Wo Geschichte gemacht wurde
Hier ist einst Geschichte geschrieben worden. Was heißt „geschrieben“? Hier wurde Geschichte gemacht! Hier, an diesem Ort. An diesem Schreibtisch aus dunklem Holz. Von diesem Stuhl aus. Hier fiel die Entscheidung, das von Terroristen entführte „Lufthansa“-Flugzeug „Landshut“ im ostafrikanischen Mogadischu stürmen und die Geiseln befreien zu lassen; wider alle Erwartungen glückte das Kommando-Unternehmen, kostete aber den gekidnappten damaligen Arbeitgeberpräsidenten Hanns-Martin Schleyer das Leben. Hier liefen die Fäden zusammen und von hier gingen die Impulse aus, die letztlich ihren Höhepunkt im Ende der DDR, im Zusammenbruch des Kommunismus und in der Wiedervereinigung Deutschlands fanden. Und hier hatte einst ein ungeduldiger Jungpolitiker an den Gitterstäben gerüttelt und gerufen: „Ich will da rein!“ Er musste 16 Jahre darauf warten.
„Charme einer rheinischen Sparkasse“
Wir sprechen von Bonn, jener idyllisch am Rhein gelegenen „Kleinen Stadt in Deutschland“ (John Le Carré), die ein halbes Jahrhundert lang das politische Zentrum des westdeutschen Teilstaats namens „Bundesrepublik“ war. Bis am 20 Juni 1991, nach der Wiedervereinigung, der erste frei gewählte gesamtdeutsche Bundestag beschloss, den Regierungssitz nach Berlin zu verlegen. Und wir sprechen, in diesem Zusammenhang, von jenem architektonischen Komplex, dessen Fertigstellung etwas weniger als 20 Jahre zuvor eigentlich als Symbol für das Ende des bis dahin politisch aufrecht gehaltenen „Provisoriums“ und damit für die Fortdauer der Bonner Hauptstadtfunktion galt – das neu erbaute Kanzleramt. Vergangene Zeiten, Nostalgie, Historie? Ja, und doch auch wieder Nein. Denn seit Kurzem ist – eben an diesem Platz – ein Stück des alten, politischen Bonns wieder erstanden und wird von Beginn nächsten Jahres an für die Bevölkerung zugänglich sein.

◆ AUFGEFÜHRTE EINTRÄGE:
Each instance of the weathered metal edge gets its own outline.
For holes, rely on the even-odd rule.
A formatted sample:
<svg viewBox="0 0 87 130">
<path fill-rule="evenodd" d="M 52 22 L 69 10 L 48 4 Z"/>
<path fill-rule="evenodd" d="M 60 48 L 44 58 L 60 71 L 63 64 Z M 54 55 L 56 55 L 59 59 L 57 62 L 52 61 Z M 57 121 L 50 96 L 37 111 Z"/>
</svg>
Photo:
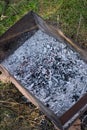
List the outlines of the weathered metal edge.
<svg viewBox="0 0 87 130">
<path fill-rule="evenodd" d="M 51 26 L 51 25 L 48 25 L 40 16 L 38 16 L 37 14 L 35 14 L 35 13 L 33 13 L 33 12 L 31 12 L 30 13 L 31 15 L 33 15 L 34 17 L 35 17 L 35 19 L 33 19 L 33 20 L 35 20 L 36 21 L 36 23 L 37 23 L 37 25 L 38 25 L 38 27 L 42 30 L 42 31 L 45 31 L 46 33 L 48 33 L 49 35 L 52 35 L 52 36 L 54 36 L 55 38 L 57 38 L 58 40 L 59 40 L 59 38 L 60 38 L 60 40 L 66 40 L 71 46 L 73 46 L 73 48 L 74 49 L 76 49 L 76 51 L 78 51 L 78 52 L 80 52 L 80 54 L 82 54 L 83 56 L 84 56 L 84 59 L 85 59 L 85 56 L 87 57 L 87 54 L 81 49 L 81 48 L 79 48 L 77 45 L 75 45 L 70 39 L 68 39 L 59 29 L 55 29 L 53 26 Z M 39 22 L 40 21 L 40 22 Z M 42 21 L 42 22 L 41 22 Z M 16 26 L 17 26 L 17 23 L 16 23 Z M 37 27 L 37 26 L 36 26 Z M 36 28 L 35 27 L 35 28 Z M 26 30 L 26 29 L 25 29 Z M 28 29 L 27 29 L 27 31 L 29 31 Z M 8 32 L 9 32 L 9 30 L 8 30 Z M 24 33 L 24 31 L 22 31 L 22 33 Z M 18 34 L 18 33 L 17 33 Z M 18 34 L 18 35 L 20 35 L 21 34 L 21 32 Z M 11 38 L 14 38 L 14 37 L 16 37 L 16 36 L 18 36 L 18 35 L 14 35 L 13 37 L 10 37 L 10 39 Z M 3 36 L 5 36 L 5 35 L 3 35 Z M 10 40 L 9 39 L 9 40 Z M 8 39 L 6 40 L 4 40 L 5 42 L 6 41 L 8 41 Z M 86 60 L 86 59 L 85 59 Z"/>
<path fill-rule="evenodd" d="M 3 82 L 11 82 L 15 85 L 15 87 L 35 106 L 37 106 L 48 118 L 54 122 L 54 124 L 60 129 L 63 130 L 62 124 L 58 117 L 47 108 L 40 100 L 38 100 L 29 90 L 24 88 L 19 81 L 17 81 L 14 76 L 12 76 L 8 70 L 0 64 L 0 71 L 2 74 L 0 75 L 0 79 Z"/>
</svg>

◆ DIE AUFGABE: In welcher Stadt sollte das entführte Flugzeug „Landshut“ laut dem Textauszug gestürmt werden? Die Einträge stehen in keinem Zusammenhang mit dem Textauszug.

◆ SCHRIFTLICHE ANTWORT: Im ostafrikanischen Mogadischu.